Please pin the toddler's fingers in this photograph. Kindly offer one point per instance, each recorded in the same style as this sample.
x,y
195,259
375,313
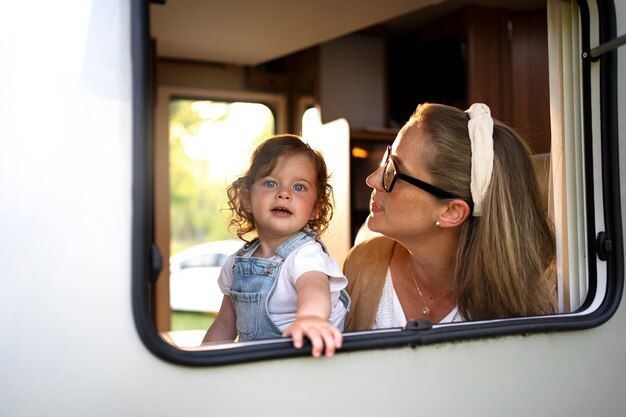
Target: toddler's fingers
x,y
317,343
296,337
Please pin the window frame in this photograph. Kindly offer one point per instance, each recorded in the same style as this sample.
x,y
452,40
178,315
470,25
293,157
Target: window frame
x,y
605,244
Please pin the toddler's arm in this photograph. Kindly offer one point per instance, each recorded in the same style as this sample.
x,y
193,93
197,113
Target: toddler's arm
x,y
224,328
314,308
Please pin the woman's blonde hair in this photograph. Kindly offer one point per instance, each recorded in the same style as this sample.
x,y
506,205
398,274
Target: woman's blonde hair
x,y
505,258
263,161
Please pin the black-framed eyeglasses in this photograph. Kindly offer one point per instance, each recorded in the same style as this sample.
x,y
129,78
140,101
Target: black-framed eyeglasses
x,y
391,175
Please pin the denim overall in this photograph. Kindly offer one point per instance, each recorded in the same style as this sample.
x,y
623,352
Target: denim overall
x,y
254,280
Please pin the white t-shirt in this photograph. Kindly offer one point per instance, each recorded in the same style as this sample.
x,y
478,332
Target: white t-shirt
x,y
390,312
282,302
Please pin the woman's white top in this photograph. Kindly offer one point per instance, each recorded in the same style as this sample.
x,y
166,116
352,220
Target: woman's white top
x,y
391,314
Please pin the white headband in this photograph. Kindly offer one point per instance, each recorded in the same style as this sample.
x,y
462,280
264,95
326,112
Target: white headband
x,y
480,127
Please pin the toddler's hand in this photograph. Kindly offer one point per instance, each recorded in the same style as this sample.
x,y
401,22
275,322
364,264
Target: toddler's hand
x,y
319,331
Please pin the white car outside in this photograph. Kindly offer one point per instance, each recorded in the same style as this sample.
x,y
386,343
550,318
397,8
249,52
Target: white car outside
x,y
193,276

• • • • •

EXERCISE AIM> Write the lines out exactly, from the one with "Please pin the woman's blonde" down to the last line of the listing, and leave out all others.

TASK OUTPUT>
Please pin the woman's blonde hair in this photograph. Kindly offer one point per instance, each recorded in the same style as this sample.
x,y
506,205
398,274
Target: woman's blonde hair
x,y
505,258
263,161
Please pin the black-framed eyeglasses in this photograph. Kindly offer one point per instance, each recorded in the same style as this sample.
x,y
129,78
140,101
Target: black-framed eyeglasses
x,y
391,175
Please pin the denim overall in this photograph. Kindly offer one point per instance, each recorded in the same style as this sample.
x,y
623,352
Target: denim overall
x,y
254,280
Please pin the white t-shirt in this photograph. Kindly offer one point per instance, each recorded in the same style as this sample.
x,y
478,332
Target: white t-shirt
x,y
390,312
282,302
Please pin the woman's white top in this photograph. Kindly offer one point per instance, each recorded in the same style as this sample.
x,y
166,116
352,220
Target: woman's white top
x,y
391,314
Please pin the white headband in this photograph. Kindly offer one point per instance, each recorded in the same style as this sample.
x,y
462,280
264,95
326,112
Target: white headband
x,y
480,127
Please pin the toddler's hand in this photograph. Kindly offer one point per instance, each recorded in the same style as this sample.
x,y
401,22
275,322
364,264
Target: toddler's hand
x,y
319,331
Please pin the white car outside in this photograph. Kindly offer one point per instance, each recorded in the same style as this sample.
x,y
386,343
550,318
397,8
249,52
Target: white car outside
x,y
193,276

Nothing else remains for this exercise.